Task description –
Copy, word for word, the stretch from the start of the items through the line containing "(1249, 441)", both ends included, and leave the pictures out.

[Point labeling data from photos]

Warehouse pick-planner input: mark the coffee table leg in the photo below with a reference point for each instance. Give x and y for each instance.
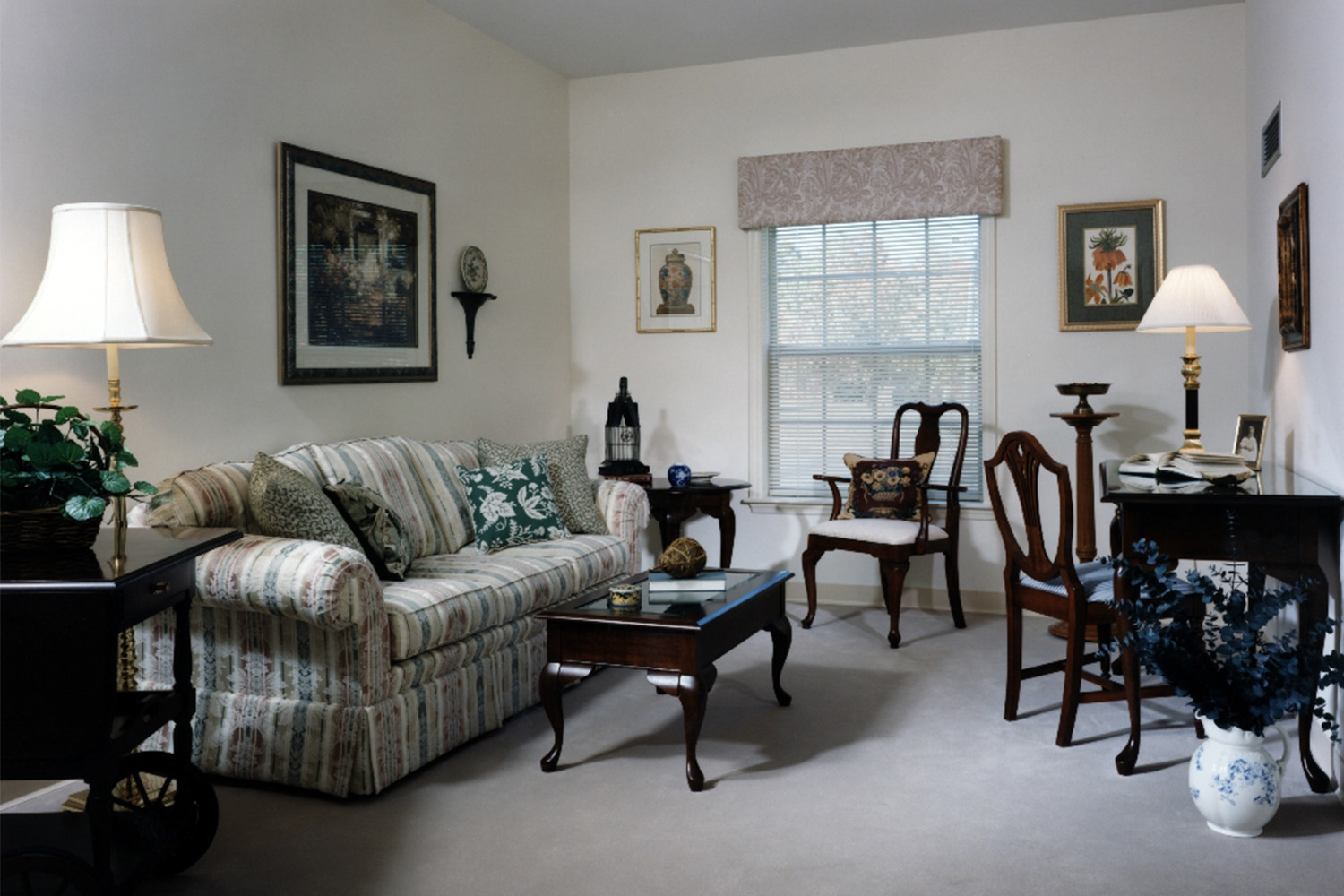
(694, 692)
(781, 633)
(554, 677)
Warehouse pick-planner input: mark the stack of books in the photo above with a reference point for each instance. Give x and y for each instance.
(1188, 466)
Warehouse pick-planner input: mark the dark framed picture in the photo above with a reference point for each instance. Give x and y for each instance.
(1249, 443)
(1295, 320)
(357, 281)
(674, 280)
(1110, 263)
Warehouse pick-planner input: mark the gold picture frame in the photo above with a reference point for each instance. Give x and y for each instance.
(1112, 260)
(674, 280)
(1249, 441)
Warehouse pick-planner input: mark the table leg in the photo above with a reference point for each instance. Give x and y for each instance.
(694, 692)
(781, 633)
(554, 677)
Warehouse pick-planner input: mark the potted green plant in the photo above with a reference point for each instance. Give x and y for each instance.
(1238, 678)
(56, 474)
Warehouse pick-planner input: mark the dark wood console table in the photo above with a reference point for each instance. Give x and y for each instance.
(1276, 521)
(62, 715)
(672, 506)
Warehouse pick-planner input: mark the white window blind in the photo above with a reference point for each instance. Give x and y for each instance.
(863, 317)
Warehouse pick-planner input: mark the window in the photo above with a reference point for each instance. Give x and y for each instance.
(860, 319)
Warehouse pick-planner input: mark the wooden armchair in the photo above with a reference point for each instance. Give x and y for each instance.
(892, 541)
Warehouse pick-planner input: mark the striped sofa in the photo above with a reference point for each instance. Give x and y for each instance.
(311, 672)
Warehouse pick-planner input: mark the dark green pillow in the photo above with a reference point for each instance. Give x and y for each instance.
(567, 469)
(381, 532)
(289, 505)
(513, 504)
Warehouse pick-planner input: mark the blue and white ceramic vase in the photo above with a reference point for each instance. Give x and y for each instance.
(1234, 780)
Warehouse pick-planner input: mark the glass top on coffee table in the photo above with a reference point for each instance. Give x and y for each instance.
(701, 605)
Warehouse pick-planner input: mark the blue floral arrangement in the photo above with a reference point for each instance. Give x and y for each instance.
(1222, 659)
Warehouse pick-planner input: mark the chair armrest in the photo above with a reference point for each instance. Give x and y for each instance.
(323, 584)
(625, 506)
(833, 481)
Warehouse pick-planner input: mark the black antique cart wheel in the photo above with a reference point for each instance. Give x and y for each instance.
(47, 872)
(174, 807)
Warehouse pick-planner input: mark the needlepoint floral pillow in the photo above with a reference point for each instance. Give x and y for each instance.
(513, 504)
(884, 489)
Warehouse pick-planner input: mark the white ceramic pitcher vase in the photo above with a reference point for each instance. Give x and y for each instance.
(1234, 780)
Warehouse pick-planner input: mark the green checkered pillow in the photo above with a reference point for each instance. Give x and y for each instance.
(567, 468)
(513, 504)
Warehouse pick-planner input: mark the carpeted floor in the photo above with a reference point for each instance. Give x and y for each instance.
(892, 772)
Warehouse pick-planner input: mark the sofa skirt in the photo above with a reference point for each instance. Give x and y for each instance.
(362, 750)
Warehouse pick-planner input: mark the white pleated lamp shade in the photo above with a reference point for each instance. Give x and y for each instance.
(107, 284)
(1193, 296)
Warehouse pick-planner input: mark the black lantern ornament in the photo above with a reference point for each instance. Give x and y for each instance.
(623, 438)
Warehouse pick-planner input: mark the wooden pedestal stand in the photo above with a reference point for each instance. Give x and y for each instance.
(1085, 525)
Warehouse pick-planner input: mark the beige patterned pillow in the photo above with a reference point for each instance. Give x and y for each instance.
(566, 461)
(289, 505)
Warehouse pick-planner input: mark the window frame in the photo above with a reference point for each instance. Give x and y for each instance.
(758, 497)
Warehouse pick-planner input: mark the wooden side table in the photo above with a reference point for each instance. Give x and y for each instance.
(672, 506)
(64, 715)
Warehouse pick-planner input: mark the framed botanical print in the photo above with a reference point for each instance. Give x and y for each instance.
(1295, 319)
(674, 280)
(1110, 263)
(357, 281)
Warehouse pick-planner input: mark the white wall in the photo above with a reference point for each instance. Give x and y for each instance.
(1293, 59)
(1132, 108)
(180, 105)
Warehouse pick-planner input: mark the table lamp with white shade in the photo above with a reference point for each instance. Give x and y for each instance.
(1193, 300)
(108, 287)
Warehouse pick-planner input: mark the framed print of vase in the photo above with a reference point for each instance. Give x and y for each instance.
(674, 280)
(357, 274)
(1110, 263)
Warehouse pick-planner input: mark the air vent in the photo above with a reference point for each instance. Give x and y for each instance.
(1269, 142)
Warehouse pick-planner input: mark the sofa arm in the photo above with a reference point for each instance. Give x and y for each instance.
(324, 584)
(625, 506)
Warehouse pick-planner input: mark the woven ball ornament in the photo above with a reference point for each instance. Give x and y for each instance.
(683, 559)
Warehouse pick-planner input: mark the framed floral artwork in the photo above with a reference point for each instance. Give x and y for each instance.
(357, 280)
(1110, 263)
(674, 280)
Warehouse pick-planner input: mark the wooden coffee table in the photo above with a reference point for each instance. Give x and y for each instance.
(672, 635)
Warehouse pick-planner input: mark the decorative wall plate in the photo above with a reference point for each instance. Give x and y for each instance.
(475, 274)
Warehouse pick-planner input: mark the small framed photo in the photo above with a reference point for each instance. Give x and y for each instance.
(674, 280)
(1295, 317)
(1249, 444)
(1110, 263)
(357, 281)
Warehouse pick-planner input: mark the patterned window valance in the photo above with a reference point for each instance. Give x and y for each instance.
(874, 183)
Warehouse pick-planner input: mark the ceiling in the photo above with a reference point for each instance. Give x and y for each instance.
(586, 38)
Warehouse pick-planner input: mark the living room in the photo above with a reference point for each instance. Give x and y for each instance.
(180, 107)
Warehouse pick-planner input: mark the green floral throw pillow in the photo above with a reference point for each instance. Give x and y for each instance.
(566, 463)
(513, 504)
(381, 532)
(289, 505)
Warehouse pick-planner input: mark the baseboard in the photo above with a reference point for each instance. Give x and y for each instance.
(921, 598)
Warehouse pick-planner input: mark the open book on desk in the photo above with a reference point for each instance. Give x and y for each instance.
(1176, 466)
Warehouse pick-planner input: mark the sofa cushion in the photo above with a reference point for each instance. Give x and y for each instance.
(288, 504)
(437, 463)
(384, 465)
(381, 532)
(567, 469)
(451, 597)
(513, 504)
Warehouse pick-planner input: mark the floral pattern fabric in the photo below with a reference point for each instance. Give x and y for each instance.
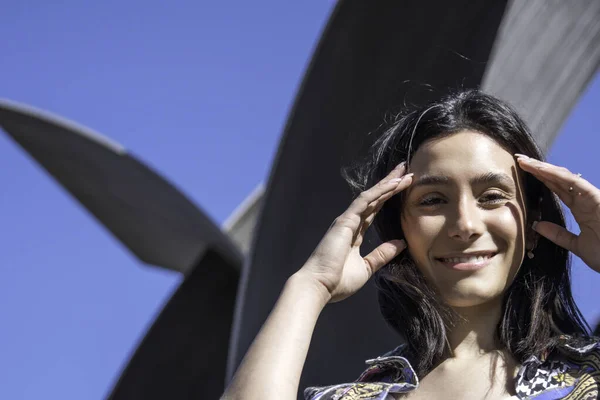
(570, 372)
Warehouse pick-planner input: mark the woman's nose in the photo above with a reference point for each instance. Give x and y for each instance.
(466, 225)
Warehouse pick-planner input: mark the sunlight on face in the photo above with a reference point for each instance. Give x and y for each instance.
(463, 217)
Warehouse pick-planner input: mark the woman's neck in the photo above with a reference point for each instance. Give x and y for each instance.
(475, 333)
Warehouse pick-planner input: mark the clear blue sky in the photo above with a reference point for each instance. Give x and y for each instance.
(198, 90)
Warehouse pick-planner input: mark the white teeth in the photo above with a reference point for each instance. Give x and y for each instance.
(470, 259)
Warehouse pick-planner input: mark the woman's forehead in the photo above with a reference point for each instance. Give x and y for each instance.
(464, 153)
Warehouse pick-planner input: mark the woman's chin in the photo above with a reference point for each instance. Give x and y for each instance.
(472, 298)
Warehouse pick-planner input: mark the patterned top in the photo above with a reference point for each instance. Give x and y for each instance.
(571, 371)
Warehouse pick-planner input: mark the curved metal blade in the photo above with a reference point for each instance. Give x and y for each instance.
(183, 355)
(153, 219)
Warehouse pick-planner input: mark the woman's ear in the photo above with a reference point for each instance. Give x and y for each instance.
(531, 236)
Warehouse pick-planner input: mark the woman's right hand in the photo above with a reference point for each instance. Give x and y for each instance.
(336, 263)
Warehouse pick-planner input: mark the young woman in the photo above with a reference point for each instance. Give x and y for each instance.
(473, 270)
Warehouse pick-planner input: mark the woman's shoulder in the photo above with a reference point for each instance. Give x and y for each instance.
(572, 368)
(389, 373)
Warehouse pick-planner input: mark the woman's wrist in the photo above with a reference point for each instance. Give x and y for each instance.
(303, 282)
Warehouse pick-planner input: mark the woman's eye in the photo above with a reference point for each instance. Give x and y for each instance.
(431, 201)
(492, 198)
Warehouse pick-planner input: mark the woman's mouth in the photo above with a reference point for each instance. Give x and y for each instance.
(467, 262)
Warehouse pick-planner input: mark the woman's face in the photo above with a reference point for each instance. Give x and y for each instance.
(464, 217)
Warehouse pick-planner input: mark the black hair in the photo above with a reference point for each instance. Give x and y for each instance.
(538, 306)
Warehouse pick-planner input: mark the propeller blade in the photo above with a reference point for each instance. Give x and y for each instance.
(184, 354)
(152, 218)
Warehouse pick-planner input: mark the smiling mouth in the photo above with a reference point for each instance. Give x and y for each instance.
(467, 262)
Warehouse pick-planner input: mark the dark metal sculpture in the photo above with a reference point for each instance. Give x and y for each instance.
(373, 57)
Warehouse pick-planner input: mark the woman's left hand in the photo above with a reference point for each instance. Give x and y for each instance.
(582, 198)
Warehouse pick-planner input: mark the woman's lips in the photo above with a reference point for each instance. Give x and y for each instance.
(467, 262)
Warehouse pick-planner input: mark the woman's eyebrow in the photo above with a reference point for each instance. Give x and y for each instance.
(494, 177)
(487, 178)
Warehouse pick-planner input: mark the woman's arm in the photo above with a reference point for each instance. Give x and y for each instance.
(272, 366)
(336, 270)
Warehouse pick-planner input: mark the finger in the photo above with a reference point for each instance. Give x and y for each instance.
(562, 194)
(556, 234)
(558, 175)
(366, 202)
(383, 254)
(388, 184)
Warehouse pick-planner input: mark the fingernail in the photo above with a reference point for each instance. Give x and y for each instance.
(401, 165)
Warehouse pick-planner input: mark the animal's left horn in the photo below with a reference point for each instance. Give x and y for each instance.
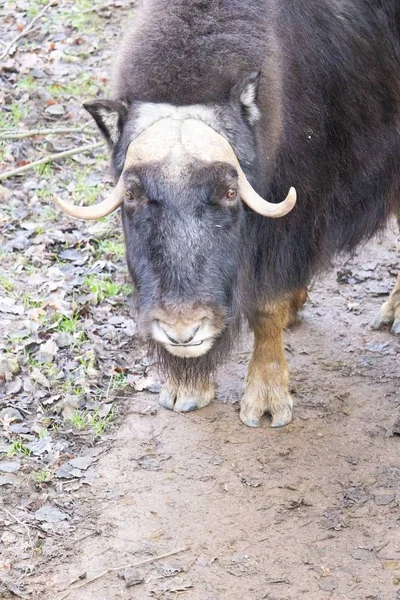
(111, 203)
(261, 206)
(97, 211)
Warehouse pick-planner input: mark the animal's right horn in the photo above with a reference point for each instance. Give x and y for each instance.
(97, 211)
(111, 203)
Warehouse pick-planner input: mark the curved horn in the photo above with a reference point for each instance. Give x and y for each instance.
(107, 206)
(261, 206)
(205, 142)
(97, 211)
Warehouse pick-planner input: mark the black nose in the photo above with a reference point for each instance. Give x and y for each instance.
(180, 341)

Written reply –
Warehouse pick-planner input: mark the coffee table leg in the photo below with a reference point for each instance. Give x and y for each instance.
(694, 692)
(781, 633)
(554, 677)
Warehouse pick-planner input: mark the stack of books in the photo above with a reference point for each instance. Give x and y for each instance.
(1188, 466)
Warehouse pick-planner input: mark the dark framed picture in the photo above with a reference point for each instance. Give x and y for each instance.
(1249, 443)
(1295, 320)
(357, 281)
(674, 280)
(1110, 263)
Warehouse pick-planner input: mark the gold picture frame in the photo above with a reference point for each instance. Give x and y for each instance.
(1112, 260)
(674, 280)
(1249, 441)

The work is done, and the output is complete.